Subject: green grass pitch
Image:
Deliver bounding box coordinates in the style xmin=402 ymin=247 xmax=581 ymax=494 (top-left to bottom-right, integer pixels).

---

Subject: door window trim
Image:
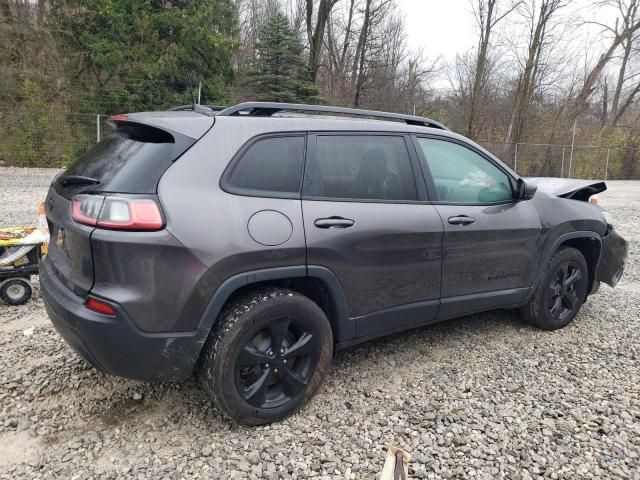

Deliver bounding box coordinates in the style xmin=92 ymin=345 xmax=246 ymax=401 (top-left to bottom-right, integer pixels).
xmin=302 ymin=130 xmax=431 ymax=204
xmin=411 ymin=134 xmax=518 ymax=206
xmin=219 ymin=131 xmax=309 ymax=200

• _EXERCISE AIM_
Can you format the stretch of the entries from the line containing "Subject: door window trim" through the line containing "xmin=219 ymin=131 xmax=309 ymax=200", both ends included, as a Markdown table with a Row column holding a row number and a Line column holding the line? Skip blank lines, and leave the pictures out of your answer.

• _RESPONSE BELOW_
| Row | Line |
|---|---|
| 1 | Subject: door window trim |
| 2 | Image: |
| 3 | Deliver bounding box coordinates in the style xmin=92 ymin=345 xmax=246 ymax=401 (top-left to bottom-right, integer pixels). |
| 4 | xmin=302 ymin=130 xmax=431 ymax=204 |
| 5 | xmin=411 ymin=134 xmax=518 ymax=206 |
| 6 | xmin=219 ymin=131 xmax=309 ymax=200 |